• **TASKS TO COMPLETE**
**A)** Answer these questions from the Pdf.Tables page, one answer per line, marked to match:
(i) What type does the function return, according to its syntax?
(ii) What is the default value of StartPage?
(iii) Which values are valid for Implementation?
**B)** List every product that the Pdf.Tables page names as compatible with the function.
**C)** Carry the Pdf.Tables reference page forward from its final sentence.

-------- PAGE TEXT

Pdf.Tables

Updated on

Pdf.Tables is a Power Query M function that extracts tables from a PDF document with control over options like implementation, page range, and table detection settings. The function returns a table of the extracted tables.

Compatible with: Power BI Service Power BI Desktop Excel Microsoft 365

Syntax

Pdf.Tables(
   pdf as binary,
   optional options as nullable record,
) as table

Description

Returns any tables found in pdf. An optional record parameter, options, may be provided to specify additional properties. The record can contain the following fields:

  • Implementation : The version of the algorithm to use when identifying tables. Old versions are available only for backwards compatibility, to prevent old queries from being broken by algorithm updates. The newest version should always give the best results. Valid values are "1.3", "1.2", "1.1", or null.
  • StartPage : Specifies the first page in the range of pages to examine. Default: 1.
  • EndPage : Specifies the last page in the range of pages to examine. Default: the last page of the document.

----------------
-------- MATERIAL

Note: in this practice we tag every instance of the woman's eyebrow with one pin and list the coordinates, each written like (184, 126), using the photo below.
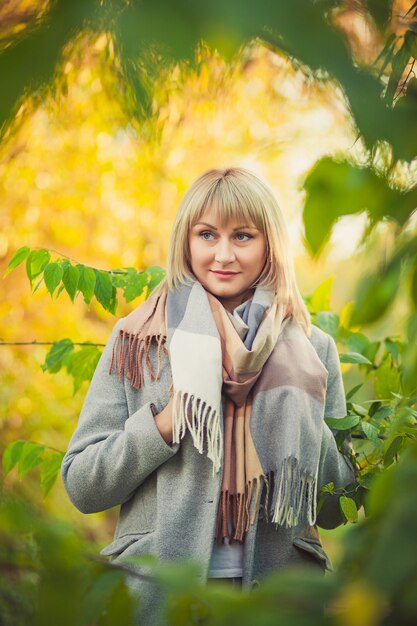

----------------

• **ANSWERS BY TASK**
**A)**
(i) table
(ii) 1
(iii) "1.3", "1.2", "1.1", or null

**B)**
Power BI Service
Power BI Desktop
Excel
Microsoft 365

**C)**
  • MultiPageTables : Controls whether similar tables on consecutive pages will be automatically combined into a single table. Default: true.
  • EnforceBorderLines : Controls whether border lines are always enforced as cell boundaries (when true), or simply used as one hint among many for determining cell boundaries (when false). Default: false.

Examples

Returns the tables contained in sample.pdf.

// Output: #table( {"Name", "Kind", "Data"}, ... )
Pdf.Tables( File.Contents( "c:sample.pdf" ) )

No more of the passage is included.